[Задание 1] Перечислите всех писателей, которые названы по имени в отрывке о Тургеневе.
[Задание 2] Опираясь на отрывок о Тургеневе, объясните, почему сон, в котором муза Тургенева увидела Христа, связан с самой страшной мукой.

Нам казалось, что Тургенев — безбожник, что он покончил навсегда с религией вообще и с христианством в частности, что тут непримиримая противоположность Тургенева Л. Толстому и Достоевскому: они верят в Бога; много, может быть, даже чересчур много говорят о Христе; Тургенев почти никогда не говорит о Нем, не произносит имени Его, как будто забыл Его, не знает, не хочет знать.
Но откуда же это внезапное видение?
Реальная муза Тургенева не видела Христа наяву; но закрыла «свои темные веки, с золотистыми ресницами, как у древних статуй» — и увидела Его во сне — в самом вещем сне своем, в самой страшной муке, ибо трагедия пола и есть, конечно, самая страшная мука Тургенева. И вот он понял, что никто, кроме Христа, не утолит этой муки.
По отношению к христианству, не лицо Л. Толстого и Достоевского, наших богоискателей, а лицо «безбожного» Тургенева есть лицо всей русской интеллигенции, да, пожалуй, и всей западноевропейской культуры.

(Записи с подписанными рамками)

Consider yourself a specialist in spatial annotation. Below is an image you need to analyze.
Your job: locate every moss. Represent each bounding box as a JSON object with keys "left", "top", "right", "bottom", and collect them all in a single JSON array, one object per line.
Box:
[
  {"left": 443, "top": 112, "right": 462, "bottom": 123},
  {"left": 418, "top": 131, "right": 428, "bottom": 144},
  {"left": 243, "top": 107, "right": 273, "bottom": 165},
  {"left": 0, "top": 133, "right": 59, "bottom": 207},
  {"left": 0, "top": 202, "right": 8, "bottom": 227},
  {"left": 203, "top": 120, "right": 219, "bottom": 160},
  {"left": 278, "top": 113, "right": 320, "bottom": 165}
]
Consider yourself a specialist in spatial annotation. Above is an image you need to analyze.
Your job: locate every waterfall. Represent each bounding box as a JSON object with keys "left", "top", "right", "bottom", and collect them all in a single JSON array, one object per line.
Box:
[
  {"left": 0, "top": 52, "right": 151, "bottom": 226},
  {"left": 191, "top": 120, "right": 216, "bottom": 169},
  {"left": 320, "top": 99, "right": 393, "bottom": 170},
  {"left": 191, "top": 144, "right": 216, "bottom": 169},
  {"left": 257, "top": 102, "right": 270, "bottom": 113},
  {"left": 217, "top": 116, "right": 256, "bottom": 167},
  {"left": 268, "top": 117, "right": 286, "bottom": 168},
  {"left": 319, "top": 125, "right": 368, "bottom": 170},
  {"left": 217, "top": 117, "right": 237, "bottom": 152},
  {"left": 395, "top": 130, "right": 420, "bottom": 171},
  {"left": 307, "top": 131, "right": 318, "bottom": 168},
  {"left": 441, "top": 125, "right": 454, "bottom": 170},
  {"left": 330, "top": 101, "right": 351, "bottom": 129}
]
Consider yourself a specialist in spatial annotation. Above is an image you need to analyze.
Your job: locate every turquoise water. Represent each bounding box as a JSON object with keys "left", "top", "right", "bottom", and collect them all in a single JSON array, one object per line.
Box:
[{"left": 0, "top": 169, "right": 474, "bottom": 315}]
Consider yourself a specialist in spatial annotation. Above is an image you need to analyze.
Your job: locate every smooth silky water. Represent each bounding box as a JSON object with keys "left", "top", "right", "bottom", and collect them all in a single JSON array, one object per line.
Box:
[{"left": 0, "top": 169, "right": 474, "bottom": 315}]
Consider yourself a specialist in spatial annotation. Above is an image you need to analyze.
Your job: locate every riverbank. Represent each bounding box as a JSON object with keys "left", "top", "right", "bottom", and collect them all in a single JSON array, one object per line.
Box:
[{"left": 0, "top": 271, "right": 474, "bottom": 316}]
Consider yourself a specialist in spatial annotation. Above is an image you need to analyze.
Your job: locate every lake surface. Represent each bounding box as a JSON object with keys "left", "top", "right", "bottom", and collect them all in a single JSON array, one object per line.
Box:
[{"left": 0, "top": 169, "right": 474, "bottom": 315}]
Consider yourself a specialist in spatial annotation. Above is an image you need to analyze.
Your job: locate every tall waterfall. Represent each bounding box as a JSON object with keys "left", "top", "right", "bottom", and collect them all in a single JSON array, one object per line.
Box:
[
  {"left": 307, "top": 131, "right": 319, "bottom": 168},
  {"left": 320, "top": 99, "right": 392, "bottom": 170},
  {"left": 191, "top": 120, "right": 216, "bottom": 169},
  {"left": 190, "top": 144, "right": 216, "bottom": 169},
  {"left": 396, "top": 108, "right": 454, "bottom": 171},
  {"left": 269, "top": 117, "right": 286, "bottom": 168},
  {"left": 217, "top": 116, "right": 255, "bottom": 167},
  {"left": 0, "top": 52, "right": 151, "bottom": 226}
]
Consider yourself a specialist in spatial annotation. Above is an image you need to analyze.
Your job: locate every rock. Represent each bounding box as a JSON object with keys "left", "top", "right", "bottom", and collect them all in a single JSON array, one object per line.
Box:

[Полный ответ 1] Тургенев, Л. Толстой, Достоевский.

[Полный ответ 2] Трагедия пола и есть самая страшная мука Тургенева. Поэтому муза увидела Христа во сне, в самой страшной муке.